As perhaps the most successful and famous investor of our time, Mr. Warren Buffett should know a thing or two about money management. When he took over the management of Berkshire Hathaway in 1964 until today, the company has an average growth rate of about 18% per annum. $1,000 invested in 1964 will be worth a staggering $6.4Million today! In comparison, the same amount if invested in an S&P index fund would have grown to about $60,000 in the same period. This speaks volumes about his genius in financial management.
Let’s face it. A lot of us have a very hard time reaching our financial goals and it usually got nothing to do with bad luck. According to Mr Buffet, one of the richest men in the world, there are two simple and costly mistakes most of us make when managing our personal finances.
The first mistake:

We neglect to cultivate the habit of saving money early in life. Yes, saving is a habit that must be cultivated in most of us; it comes naturally to only a few people.  But too often, we allow ourselves to fall into the trap of believing that saving can wait until we have more money to spare. This turns out to be a costly mistake as we approach middle age.

Records from a dataset
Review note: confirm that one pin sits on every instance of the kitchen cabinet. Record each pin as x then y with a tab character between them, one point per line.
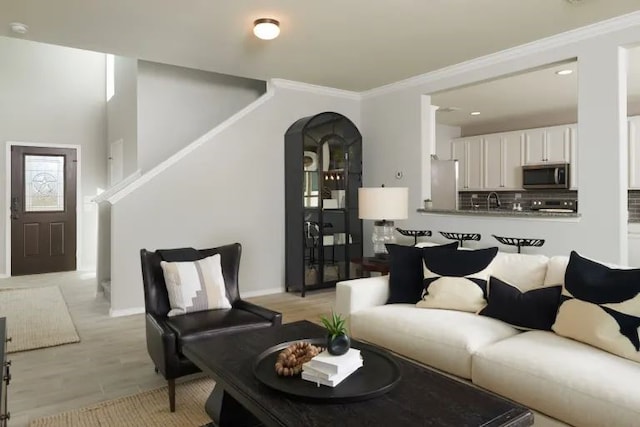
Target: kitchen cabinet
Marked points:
512	143
493	162
558	144
534	146
552	144
634	152
502	161
468	152
458	152
573	156
474	164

▸ PROBLEM DETAILS:
In the passage on Warren Buffett above, condense the paragraph beginning "As perhaps the most successful" into a short bulleted list that keeps its main facts.

▸ EXERCISE OUTPUT:
- Warren Buffett is perhaps the most successful and famous investor of our time.
- Since he took over management of Berkshire Hathaway in 1964, the company has grown at an average of about 18% per year.
- $1,000 invested in 1964 would be worth about $6.4 million today.
- The same amount in an S&P index fund would have grown to only about $60,000 over that period.
- This shows his genius in financial management.